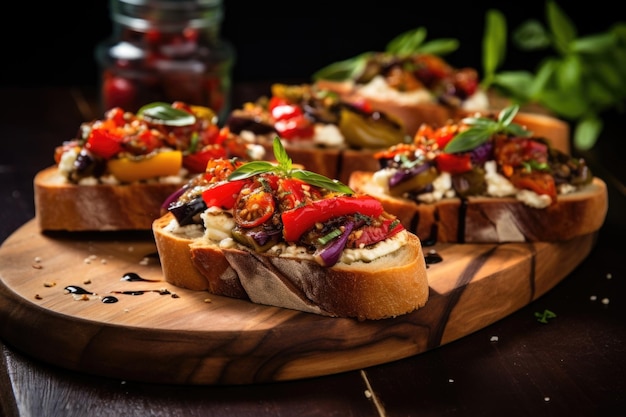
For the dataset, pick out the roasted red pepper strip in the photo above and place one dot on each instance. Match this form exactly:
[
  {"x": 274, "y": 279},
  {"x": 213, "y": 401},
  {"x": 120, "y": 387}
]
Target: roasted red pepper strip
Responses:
[
  {"x": 301, "y": 219},
  {"x": 104, "y": 143},
  {"x": 223, "y": 194}
]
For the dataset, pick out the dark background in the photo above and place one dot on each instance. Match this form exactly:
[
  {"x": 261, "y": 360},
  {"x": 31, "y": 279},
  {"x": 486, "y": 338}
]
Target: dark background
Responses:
[{"x": 51, "y": 44}]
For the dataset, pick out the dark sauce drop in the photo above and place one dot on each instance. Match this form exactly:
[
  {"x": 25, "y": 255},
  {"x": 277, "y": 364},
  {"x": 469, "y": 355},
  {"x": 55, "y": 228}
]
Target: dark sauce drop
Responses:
[
  {"x": 432, "y": 257},
  {"x": 141, "y": 292},
  {"x": 73, "y": 289},
  {"x": 134, "y": 277},
  {"x": 462, "y": 216},
  {"x": 109, "y": 299}
]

-------------------------

TASK INSTRUCTIONS:
Copy out all of the entries with every "Target" changed to "Object" and everything else left as it is. Don't include the pictures.

TASK OUTPUT:
For the dataset, pick out the roasted red pepper strip in the photo above and place one dot on each instance. Match this form exactly:
[
  {"x": 274, "y": 279},
  {"x": 213, "y": 401},
  {"x": 120, "y": 387}
]
Object: roasted red pepper strip
Responses:
[
  {"x": 301, "y": 219},
  {"x": 104, "y": 143},
  {"x": 223, "y": 194}
]
For the dataset, pick out the dark background in the photo above and place one dot on each instance. Match this form exactly:
[
  {"x": 261, "y": 360},
  {"x": 31, "y": 279},
  {"x": 486, "y": 338}
]
Object: dark background
Responses:
[{"x": 51, "y": 44}]
For the dataset, pick out the dark sauce drop in the photo above and place one dot on each instance. Match this form exactly:
[
  {"x": 25, "y": 255},
  {"x": 277, "y": 364},
  {"x": 469, "y": 355},
  {"x": 55, "y": 228}
]
Object: dark sauce drop
Responses:
[
  {"x": 432, "y": 257},
  {"x": 141, "y": 292},
  {"x": 73, "y": 289},
  {"x": 134, "y": 277},
  {"x": 462, "y": 216},
  {"x": 109, "y": 299}
]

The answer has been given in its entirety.